Repeat the lines below word for word, starting at the line that contains "Place a point on the tiled" and ending at the line that contains "<point>194,88</point>".

*-*-*

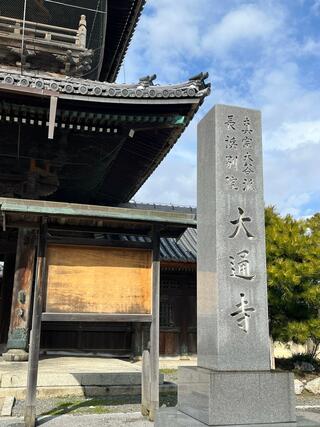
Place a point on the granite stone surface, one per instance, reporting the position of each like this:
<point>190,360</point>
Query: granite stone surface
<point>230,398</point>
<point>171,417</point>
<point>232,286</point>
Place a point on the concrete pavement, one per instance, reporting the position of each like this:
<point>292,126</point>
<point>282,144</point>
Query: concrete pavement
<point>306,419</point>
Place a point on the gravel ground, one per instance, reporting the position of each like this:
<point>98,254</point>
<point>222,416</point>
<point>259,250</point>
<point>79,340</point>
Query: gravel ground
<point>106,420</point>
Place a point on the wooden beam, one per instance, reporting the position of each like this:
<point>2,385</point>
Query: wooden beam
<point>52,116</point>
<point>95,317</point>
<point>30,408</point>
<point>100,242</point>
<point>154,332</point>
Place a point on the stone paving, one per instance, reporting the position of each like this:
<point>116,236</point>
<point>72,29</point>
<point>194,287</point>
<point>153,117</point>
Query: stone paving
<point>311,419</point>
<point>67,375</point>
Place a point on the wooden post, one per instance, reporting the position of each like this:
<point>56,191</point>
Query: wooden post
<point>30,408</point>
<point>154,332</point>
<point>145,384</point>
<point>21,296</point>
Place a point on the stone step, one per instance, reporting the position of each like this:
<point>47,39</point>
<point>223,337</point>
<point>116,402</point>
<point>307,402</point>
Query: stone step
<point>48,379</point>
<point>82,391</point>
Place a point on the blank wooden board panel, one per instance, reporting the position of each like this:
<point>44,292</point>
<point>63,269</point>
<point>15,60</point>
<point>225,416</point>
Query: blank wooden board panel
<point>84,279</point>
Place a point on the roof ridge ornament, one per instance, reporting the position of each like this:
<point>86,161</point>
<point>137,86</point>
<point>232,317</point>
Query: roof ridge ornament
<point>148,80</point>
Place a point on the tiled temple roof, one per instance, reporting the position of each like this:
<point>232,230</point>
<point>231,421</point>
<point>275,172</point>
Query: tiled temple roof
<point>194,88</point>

*-*-*

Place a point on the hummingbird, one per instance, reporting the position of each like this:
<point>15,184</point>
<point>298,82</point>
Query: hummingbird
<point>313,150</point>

*-*-*

Exercise output ->
Place a point on the tiled temple roof, one per instance, reporting the position of each like this:
<point>232,230</point>
<point>231,421</point>
<point>275,172</point>
Query: tiled temple roof
<point>194,88</point>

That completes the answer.